Work required >>
Rewrite the records between the lines holding "task | place a point on the open" and "x=427, y=308", inclusive, as a JSON list of strings with one string per line and blank lines omitted.

Data records >>
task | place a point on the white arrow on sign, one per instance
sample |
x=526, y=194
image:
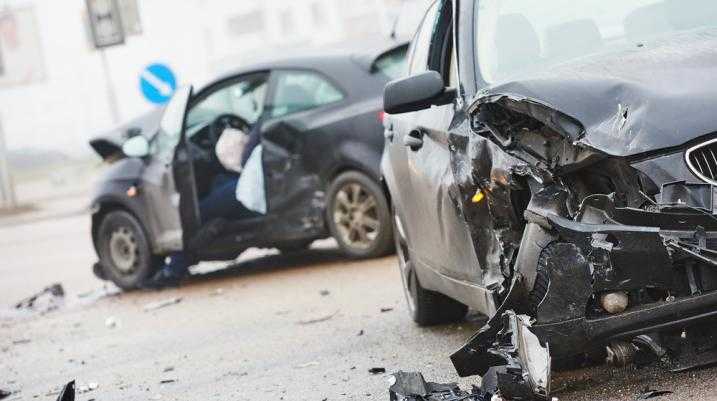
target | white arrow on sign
x=164, y=88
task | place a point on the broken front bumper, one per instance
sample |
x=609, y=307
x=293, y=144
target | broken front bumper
x=663, y=260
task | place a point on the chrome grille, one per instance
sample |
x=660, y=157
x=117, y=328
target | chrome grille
x=702, y=160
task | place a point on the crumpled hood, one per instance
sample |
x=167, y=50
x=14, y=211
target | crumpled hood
x=109, y=144
x=657, y=96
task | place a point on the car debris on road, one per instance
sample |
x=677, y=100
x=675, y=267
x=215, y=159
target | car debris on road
x=162, y=304
x=49, y=299
x=5, y=393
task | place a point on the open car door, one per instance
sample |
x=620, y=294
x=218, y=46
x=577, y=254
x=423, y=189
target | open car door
x=185, y=180
x=168, y=178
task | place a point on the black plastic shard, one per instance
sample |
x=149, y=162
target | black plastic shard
x=68, y=392
x=411, y=386
x=513, y=363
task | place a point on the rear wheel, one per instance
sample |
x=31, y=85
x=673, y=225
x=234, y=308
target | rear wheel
x=358, y=216
x=125, y=254
x=427, y=308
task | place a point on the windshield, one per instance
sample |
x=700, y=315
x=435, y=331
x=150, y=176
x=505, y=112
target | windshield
x=514, y=36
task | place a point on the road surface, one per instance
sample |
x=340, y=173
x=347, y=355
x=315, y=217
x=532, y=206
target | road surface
x=302, y=327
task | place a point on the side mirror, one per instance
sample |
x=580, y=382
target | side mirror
x=137, y=146
x=415, y=93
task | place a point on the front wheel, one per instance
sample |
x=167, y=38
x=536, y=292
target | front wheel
x=358, y=216
x=124, y=251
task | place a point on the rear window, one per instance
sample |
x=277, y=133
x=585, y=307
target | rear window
x=392, y=64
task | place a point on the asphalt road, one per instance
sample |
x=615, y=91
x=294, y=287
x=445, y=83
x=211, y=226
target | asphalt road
x=269, y=327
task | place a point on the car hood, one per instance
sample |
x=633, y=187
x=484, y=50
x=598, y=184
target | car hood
x=654, y=96
x=109, y=144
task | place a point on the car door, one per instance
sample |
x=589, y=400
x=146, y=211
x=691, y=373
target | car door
x=168, y=179
x=432, y=216
x=298, y=102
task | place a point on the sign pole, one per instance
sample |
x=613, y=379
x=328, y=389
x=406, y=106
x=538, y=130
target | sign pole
x=111, y=95
x=7, y=188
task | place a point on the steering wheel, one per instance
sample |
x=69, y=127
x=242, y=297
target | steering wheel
x=222, y=122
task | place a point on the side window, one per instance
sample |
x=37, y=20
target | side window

Result below >>
[
  "task | place a point on the open car door, one per instance",
  "sample |",
  "x=620, y=294",
  "x=218, y=46",
  "x=577, y=254",
  "x=423, y=189",
  "target | open car door",
  "x=185, y=180",
  "x=168, y=178",
  "task | place a point on the black plastic shard, one per instance",
  "sample |",
  "x=149, y=162",
  "target | black plastic shard",
  "x=68, y=392",
  "x=411, y=386",
  "x=513, y=363",
  "task | place a point on the rear wheel, one per instance",
  "sample |",
  "x=31, y=85",
  "x=673, y=225",
  "x=234, y=308",
  "target | rear wheel",
  "x=358, y=216",
  "x=125, y=254",
  "x=427, y=308"
]